(Dataset entries)
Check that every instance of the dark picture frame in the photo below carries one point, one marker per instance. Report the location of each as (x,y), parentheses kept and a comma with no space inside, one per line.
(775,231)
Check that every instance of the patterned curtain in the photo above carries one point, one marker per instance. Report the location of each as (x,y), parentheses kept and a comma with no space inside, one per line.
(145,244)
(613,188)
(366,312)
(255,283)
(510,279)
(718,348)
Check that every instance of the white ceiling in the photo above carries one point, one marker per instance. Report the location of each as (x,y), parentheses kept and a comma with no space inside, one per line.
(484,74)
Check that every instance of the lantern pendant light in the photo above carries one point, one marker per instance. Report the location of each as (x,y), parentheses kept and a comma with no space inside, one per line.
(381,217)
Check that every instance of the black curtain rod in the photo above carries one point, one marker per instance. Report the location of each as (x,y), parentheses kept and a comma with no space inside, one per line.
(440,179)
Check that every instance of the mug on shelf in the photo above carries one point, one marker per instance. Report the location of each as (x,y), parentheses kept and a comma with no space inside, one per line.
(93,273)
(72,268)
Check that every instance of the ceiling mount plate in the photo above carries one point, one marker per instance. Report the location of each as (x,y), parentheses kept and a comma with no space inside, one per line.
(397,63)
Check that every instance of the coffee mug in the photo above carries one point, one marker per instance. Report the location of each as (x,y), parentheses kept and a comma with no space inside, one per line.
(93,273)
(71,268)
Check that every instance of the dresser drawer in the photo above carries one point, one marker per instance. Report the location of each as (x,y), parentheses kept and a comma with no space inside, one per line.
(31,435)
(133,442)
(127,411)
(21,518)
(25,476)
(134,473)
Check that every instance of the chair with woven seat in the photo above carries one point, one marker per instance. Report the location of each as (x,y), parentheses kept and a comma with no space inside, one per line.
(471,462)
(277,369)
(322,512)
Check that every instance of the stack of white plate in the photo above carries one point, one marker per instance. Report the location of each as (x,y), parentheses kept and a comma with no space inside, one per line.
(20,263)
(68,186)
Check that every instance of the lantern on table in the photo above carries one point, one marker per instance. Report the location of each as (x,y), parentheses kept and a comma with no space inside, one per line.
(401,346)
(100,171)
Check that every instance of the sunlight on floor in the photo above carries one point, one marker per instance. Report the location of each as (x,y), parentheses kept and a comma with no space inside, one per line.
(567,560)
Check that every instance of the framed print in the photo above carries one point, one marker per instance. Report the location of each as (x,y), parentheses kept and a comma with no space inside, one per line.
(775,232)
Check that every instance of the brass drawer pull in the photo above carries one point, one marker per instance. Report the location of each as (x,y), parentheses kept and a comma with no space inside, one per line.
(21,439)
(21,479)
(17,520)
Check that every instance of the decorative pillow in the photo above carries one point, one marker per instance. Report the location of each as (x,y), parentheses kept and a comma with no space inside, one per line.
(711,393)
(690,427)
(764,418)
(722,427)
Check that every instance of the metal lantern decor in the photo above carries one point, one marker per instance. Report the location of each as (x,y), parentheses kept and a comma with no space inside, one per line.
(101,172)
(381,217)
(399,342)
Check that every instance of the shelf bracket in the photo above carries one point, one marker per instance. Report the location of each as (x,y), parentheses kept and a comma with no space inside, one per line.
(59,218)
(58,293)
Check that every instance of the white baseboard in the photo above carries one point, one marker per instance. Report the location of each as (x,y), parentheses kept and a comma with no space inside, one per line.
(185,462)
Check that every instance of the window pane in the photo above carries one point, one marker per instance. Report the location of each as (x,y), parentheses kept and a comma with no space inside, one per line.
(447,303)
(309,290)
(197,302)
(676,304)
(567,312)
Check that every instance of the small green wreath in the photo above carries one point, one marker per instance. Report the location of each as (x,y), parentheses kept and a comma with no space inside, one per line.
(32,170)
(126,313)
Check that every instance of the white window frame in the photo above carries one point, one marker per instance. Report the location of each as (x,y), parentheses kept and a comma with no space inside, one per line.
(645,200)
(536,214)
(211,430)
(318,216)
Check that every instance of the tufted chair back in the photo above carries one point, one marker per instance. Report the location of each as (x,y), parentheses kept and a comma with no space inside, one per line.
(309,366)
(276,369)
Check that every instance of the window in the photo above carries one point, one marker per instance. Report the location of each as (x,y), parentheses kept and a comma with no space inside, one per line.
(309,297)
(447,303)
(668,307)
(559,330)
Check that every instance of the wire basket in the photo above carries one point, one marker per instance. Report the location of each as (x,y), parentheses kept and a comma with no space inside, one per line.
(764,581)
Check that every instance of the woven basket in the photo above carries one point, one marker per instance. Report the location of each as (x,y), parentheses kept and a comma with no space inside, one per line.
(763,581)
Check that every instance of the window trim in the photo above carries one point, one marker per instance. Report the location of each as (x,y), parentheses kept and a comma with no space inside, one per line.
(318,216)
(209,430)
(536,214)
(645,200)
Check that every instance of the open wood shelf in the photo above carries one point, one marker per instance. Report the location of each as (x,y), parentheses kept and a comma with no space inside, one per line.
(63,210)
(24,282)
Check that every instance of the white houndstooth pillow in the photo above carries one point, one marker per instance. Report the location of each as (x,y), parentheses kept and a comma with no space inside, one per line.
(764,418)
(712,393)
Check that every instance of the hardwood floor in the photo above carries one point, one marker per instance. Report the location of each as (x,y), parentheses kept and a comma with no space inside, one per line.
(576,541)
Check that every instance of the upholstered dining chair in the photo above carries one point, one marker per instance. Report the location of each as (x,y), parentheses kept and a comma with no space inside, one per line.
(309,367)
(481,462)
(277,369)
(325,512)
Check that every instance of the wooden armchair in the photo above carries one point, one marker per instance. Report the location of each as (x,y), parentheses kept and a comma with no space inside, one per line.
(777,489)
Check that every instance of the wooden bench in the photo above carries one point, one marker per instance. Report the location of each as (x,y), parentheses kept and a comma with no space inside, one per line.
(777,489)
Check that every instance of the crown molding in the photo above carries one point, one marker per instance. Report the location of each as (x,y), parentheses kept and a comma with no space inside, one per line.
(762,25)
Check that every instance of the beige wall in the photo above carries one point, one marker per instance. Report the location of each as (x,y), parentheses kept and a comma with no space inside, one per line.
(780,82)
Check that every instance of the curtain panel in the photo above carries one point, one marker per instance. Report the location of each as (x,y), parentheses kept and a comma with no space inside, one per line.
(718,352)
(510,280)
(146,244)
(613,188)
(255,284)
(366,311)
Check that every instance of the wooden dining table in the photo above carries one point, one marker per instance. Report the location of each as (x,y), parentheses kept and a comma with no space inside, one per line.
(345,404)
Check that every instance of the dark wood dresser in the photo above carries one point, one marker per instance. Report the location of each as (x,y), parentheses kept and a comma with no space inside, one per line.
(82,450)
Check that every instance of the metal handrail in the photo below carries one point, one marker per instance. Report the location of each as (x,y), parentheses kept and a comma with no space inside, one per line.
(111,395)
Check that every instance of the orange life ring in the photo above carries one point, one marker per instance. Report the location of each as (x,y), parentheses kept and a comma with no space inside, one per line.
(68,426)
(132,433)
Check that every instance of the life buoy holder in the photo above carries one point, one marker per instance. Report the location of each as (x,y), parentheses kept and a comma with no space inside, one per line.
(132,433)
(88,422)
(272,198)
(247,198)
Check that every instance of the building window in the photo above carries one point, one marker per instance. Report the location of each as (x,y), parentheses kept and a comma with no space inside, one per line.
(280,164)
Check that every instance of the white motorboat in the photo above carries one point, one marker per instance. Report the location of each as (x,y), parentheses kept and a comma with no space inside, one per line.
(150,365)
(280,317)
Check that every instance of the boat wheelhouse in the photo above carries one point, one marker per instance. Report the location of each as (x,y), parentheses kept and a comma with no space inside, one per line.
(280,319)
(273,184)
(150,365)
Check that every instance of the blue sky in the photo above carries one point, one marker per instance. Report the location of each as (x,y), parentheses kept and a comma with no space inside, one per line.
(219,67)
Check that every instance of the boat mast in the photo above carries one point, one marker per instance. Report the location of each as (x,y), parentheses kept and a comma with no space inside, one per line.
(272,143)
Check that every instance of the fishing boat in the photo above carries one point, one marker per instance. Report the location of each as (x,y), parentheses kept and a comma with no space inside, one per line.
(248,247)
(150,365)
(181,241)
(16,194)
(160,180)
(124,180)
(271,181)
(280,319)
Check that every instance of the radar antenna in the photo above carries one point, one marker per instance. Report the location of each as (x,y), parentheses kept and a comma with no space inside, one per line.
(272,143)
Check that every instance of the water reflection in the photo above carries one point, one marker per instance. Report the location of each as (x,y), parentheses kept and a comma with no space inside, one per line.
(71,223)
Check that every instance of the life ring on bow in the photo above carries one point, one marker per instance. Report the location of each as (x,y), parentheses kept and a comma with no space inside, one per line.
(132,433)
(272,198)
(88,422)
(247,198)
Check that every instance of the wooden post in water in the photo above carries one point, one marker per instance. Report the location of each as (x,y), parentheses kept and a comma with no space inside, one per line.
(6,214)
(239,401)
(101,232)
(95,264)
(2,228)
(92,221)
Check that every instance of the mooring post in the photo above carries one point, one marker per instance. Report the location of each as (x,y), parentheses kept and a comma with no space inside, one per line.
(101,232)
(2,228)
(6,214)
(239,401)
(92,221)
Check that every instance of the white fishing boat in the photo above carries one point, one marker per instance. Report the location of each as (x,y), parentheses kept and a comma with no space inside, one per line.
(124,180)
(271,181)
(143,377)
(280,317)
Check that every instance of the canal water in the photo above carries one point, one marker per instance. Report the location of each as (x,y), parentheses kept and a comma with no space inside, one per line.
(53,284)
* * *
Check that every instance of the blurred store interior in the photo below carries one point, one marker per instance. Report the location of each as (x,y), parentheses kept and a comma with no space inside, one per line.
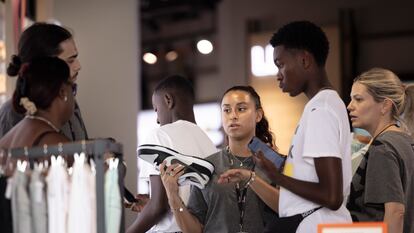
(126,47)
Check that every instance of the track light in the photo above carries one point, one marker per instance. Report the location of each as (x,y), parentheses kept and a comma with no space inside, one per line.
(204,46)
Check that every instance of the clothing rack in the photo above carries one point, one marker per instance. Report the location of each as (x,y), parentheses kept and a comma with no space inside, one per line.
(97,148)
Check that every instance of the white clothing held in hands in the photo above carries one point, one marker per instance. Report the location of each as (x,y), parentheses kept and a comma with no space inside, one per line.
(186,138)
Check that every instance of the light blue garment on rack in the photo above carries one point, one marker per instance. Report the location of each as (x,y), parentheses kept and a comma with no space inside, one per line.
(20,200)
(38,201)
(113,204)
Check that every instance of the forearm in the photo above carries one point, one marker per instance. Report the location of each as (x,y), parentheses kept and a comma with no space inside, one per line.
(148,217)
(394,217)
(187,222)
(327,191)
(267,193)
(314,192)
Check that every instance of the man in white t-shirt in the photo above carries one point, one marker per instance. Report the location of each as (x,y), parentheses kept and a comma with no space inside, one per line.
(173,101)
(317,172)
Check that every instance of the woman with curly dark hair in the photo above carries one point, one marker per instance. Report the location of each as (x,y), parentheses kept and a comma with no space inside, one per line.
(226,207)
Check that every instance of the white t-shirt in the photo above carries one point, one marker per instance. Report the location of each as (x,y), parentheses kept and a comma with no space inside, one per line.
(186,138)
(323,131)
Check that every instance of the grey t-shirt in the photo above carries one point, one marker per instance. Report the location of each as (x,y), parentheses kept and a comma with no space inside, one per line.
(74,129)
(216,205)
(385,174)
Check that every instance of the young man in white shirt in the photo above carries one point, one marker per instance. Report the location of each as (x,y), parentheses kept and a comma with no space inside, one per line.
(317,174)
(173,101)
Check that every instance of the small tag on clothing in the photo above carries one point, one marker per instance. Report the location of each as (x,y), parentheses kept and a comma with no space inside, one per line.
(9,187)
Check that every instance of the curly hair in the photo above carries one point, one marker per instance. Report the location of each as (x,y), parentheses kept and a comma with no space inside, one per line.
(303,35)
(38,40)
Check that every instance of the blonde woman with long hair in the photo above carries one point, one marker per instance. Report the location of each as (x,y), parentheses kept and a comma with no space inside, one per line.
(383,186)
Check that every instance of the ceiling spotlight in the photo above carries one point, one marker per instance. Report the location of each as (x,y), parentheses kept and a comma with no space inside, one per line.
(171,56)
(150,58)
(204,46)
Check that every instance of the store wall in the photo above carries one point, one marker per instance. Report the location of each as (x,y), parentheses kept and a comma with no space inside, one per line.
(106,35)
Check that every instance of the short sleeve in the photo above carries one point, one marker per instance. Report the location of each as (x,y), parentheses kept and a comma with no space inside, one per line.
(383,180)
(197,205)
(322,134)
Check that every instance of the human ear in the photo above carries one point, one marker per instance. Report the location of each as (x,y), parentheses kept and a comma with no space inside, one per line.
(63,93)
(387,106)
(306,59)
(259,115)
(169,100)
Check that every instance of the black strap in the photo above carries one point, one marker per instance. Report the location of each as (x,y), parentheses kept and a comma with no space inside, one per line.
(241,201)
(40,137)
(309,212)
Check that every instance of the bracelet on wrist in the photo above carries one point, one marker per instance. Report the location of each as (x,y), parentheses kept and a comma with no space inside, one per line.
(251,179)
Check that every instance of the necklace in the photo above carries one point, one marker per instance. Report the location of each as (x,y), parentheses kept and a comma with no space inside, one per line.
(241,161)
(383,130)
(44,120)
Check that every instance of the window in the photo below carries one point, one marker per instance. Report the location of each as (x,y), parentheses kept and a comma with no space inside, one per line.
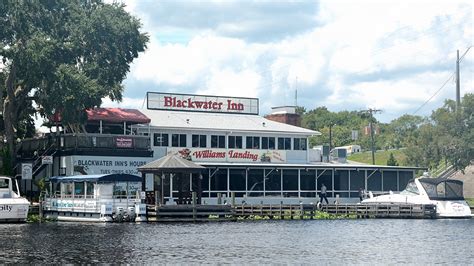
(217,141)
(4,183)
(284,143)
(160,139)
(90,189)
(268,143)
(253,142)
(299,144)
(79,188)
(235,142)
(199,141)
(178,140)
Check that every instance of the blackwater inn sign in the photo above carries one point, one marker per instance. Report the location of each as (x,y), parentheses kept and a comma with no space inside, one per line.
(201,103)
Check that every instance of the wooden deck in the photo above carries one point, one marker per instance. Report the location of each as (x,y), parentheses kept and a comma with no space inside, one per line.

**Task brief**
Show every line of the items above that contains the string "bench", copying each line in full.

**The reply**
Check that every instance of the wooden bench in the photo above carries one point, one marker per instance. Report the location of each as (x,y), parentheses kept and a comma with no space inside, one per line.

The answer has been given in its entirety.